▸ **Stated problem**
From the line containing "the pavement, each" to the end of the listing, write out every line exactly; leave out everything else.

▸ **Items**
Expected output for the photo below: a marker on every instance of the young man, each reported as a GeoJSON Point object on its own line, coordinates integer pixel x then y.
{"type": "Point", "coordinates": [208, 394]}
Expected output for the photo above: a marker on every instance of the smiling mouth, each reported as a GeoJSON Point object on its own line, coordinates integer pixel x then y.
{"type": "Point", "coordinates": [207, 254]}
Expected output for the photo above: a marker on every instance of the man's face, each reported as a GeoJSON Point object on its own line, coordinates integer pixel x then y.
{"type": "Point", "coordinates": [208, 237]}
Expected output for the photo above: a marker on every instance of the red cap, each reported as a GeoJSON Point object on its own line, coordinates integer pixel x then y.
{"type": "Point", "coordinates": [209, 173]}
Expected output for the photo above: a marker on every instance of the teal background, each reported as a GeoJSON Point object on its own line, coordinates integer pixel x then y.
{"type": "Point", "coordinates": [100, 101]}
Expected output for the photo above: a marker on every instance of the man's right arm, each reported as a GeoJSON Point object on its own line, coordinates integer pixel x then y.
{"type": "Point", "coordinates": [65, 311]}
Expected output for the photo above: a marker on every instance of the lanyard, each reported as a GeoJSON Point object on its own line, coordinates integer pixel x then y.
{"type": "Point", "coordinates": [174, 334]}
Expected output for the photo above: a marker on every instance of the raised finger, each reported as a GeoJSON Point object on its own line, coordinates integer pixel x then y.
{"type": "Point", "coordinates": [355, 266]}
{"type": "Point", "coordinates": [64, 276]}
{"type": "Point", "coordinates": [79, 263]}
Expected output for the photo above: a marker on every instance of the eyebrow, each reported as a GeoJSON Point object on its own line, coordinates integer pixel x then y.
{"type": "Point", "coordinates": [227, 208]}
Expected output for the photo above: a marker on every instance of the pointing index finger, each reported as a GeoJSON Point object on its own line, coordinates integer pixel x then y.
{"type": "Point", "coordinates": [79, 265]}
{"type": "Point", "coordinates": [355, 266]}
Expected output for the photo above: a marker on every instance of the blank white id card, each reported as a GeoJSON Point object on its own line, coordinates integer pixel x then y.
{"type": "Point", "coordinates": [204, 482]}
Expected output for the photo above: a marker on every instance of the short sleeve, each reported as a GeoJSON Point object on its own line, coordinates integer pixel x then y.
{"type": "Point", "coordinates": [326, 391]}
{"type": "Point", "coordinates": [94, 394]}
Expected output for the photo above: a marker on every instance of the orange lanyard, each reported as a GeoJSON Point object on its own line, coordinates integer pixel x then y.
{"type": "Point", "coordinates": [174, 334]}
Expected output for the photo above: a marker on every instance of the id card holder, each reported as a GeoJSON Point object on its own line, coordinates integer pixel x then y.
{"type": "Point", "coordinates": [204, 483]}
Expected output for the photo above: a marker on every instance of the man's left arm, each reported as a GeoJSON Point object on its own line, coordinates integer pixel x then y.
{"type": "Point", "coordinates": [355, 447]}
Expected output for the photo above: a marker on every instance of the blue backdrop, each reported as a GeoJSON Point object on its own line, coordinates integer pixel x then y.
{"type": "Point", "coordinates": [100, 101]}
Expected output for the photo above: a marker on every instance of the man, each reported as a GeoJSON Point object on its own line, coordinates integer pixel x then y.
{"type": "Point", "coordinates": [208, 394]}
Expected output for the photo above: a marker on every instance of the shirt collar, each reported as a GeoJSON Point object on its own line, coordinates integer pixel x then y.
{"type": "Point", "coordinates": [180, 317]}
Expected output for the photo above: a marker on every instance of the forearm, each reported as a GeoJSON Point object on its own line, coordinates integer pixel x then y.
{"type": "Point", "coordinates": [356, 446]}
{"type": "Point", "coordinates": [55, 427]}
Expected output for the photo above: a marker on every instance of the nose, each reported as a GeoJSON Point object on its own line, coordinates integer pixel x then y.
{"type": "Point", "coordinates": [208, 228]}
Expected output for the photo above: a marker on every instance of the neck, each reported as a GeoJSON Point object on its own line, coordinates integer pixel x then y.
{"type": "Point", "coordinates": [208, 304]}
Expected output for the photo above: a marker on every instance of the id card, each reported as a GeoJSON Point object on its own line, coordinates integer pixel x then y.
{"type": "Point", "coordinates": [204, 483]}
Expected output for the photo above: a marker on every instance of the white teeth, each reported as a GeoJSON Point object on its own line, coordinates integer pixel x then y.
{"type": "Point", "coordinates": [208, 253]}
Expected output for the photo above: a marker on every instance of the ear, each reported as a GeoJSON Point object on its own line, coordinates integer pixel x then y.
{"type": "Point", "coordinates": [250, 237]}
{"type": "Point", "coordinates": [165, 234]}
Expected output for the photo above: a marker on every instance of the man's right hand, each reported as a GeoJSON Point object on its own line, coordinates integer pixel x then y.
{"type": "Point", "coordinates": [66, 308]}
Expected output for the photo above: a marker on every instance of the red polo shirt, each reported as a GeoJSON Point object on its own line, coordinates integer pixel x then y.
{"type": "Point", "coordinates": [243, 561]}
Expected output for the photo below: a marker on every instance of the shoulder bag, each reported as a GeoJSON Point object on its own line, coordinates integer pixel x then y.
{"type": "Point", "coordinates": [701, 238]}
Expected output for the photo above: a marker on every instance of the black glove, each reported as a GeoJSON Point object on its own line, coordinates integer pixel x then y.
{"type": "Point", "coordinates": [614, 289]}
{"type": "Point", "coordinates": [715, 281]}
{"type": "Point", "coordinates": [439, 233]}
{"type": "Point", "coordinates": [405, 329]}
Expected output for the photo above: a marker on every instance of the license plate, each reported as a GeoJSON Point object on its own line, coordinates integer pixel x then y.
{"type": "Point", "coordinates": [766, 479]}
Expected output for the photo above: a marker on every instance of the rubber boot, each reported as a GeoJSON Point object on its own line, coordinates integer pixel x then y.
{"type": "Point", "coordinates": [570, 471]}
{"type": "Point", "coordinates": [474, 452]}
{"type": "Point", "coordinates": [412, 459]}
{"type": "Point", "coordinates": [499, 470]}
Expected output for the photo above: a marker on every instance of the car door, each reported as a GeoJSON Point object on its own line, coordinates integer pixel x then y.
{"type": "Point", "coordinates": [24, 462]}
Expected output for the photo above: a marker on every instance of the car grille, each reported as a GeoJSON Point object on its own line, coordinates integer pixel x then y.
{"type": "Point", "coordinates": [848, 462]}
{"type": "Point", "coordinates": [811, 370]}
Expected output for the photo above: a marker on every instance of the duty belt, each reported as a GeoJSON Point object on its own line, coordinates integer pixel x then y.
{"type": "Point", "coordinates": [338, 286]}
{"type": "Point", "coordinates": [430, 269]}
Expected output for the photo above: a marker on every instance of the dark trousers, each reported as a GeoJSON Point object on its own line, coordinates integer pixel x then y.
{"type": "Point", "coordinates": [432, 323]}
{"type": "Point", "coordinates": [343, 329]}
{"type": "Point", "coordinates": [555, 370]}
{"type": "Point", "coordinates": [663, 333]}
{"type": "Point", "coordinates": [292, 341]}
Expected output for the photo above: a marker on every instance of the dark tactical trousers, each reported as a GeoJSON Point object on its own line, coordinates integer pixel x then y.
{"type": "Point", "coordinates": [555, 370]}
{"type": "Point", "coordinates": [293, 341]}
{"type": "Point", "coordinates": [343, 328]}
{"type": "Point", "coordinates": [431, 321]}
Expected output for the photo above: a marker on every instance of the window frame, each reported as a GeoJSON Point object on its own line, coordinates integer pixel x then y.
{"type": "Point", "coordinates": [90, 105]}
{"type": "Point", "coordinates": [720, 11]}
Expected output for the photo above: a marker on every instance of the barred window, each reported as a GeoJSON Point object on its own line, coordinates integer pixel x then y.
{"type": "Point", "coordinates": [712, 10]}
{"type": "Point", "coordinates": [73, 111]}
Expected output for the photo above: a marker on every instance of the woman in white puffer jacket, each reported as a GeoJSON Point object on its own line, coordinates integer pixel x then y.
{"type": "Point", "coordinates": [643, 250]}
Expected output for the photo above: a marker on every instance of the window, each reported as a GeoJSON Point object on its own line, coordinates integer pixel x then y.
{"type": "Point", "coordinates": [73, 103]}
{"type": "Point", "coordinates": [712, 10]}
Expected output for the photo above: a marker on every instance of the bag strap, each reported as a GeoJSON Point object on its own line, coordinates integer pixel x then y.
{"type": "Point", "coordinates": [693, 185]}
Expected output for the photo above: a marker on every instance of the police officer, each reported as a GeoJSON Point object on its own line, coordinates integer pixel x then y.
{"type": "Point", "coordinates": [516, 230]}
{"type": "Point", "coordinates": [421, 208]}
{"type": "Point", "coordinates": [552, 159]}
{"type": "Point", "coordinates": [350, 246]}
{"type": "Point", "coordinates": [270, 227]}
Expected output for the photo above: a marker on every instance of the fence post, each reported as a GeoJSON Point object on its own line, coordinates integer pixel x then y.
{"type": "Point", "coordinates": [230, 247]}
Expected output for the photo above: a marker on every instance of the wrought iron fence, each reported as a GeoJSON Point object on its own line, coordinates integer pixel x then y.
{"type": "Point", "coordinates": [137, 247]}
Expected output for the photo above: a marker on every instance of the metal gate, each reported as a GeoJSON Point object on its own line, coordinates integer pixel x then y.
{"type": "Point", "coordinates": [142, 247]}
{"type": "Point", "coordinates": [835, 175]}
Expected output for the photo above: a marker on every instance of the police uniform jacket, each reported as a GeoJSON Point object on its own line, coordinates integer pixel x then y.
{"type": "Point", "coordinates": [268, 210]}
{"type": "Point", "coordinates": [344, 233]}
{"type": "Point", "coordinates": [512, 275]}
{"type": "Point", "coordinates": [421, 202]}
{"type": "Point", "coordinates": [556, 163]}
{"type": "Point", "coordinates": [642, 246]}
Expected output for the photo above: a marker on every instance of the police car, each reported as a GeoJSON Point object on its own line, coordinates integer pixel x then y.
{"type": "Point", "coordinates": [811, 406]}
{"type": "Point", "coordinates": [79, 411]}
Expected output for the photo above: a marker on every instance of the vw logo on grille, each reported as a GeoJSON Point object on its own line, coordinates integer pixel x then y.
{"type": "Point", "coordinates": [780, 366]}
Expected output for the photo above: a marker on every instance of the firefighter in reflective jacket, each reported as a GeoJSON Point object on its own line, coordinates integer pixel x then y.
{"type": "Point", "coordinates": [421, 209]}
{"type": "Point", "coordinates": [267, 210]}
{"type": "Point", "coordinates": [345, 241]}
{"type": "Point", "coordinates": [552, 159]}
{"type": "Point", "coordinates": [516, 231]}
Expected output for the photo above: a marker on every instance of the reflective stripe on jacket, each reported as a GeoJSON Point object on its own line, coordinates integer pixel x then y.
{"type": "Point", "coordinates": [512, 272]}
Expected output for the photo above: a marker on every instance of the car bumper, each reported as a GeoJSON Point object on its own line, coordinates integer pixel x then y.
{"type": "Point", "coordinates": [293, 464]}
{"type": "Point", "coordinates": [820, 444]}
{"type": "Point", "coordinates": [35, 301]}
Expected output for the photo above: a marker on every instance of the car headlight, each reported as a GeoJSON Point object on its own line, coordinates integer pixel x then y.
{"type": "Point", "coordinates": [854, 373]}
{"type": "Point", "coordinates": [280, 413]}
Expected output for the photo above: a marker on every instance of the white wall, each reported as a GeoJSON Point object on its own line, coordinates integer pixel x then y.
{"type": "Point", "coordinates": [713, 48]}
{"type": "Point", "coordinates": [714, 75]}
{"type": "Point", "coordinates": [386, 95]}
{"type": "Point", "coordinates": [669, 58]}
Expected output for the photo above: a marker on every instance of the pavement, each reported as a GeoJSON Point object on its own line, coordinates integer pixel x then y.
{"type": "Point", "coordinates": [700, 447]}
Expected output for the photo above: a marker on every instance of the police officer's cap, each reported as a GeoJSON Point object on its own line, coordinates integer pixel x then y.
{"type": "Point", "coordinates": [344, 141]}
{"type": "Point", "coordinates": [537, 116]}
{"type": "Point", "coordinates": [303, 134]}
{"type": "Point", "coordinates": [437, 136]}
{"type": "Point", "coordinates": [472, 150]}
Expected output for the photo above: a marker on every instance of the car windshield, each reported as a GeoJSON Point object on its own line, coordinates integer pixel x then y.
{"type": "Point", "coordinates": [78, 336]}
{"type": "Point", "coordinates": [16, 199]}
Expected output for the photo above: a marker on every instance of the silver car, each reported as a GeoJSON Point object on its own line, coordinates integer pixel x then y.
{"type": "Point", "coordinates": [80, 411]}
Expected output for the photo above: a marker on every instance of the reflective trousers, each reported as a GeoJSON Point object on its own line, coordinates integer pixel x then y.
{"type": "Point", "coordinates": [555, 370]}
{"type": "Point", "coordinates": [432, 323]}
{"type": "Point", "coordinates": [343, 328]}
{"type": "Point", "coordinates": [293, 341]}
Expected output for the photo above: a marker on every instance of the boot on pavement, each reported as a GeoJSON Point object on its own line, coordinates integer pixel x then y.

▸ **Exercise result**
Expected output for the photo above: a marker on every instance of the pavement, each reported as a GeoJSON Point object on its own line, coordinates integer pixel x then y.
{"type": "Point", "coordinates": [700, 447]}
Expected output for the photo above: a marker on every instance of the police officer's cap, each reported as a GeoJSON Point object on its own line, coordinates integer pixel x then y.
{"type": "Point", "coordinates": [344, 141]}
{"type": "Point", "coordinates": [537, 116]}
{"type": "Point", "coordinates": [303, 134]}
{"type": "Point", "coordinates": [437, 136]}
{"type": "Point", "coordinates": [472, 150]}
Expected output for the photo above: a marker on every instance of the car windshield, each reported as a GeoJSON Point object on its own line, coordinates integer pixel x then y.
{"type": "Point", "coordinates": [78, 336]}
{"type": "Point", "coordinates": [16, 199]}
Expected output for the photo above: a marker on every instance of the silver car, each reported as a GeoJSON Point object on its own line, coordinates integer pixel x then y.
{"type": "Point", "coordinates": [80, 411]}
Expected output for the photo above: a marker on every instance of the reflective trousers, each reported as a GeoJSON Point object on its own line, coordinates integer pixel x then y.
{"type": "Point", "coordinates": [555, 370]}
{"type": "Point", "coordinates": [432, 323]}
{"type": "Point", "coordinates": [343, 328]}
{"type": "Point", "coordinates": [293, 341]}
Expected output for the photo above: a marker on every instance of the boot on pavement, each reported as a GeoJSON Point object on its own line, coordinates integer pixel x then y.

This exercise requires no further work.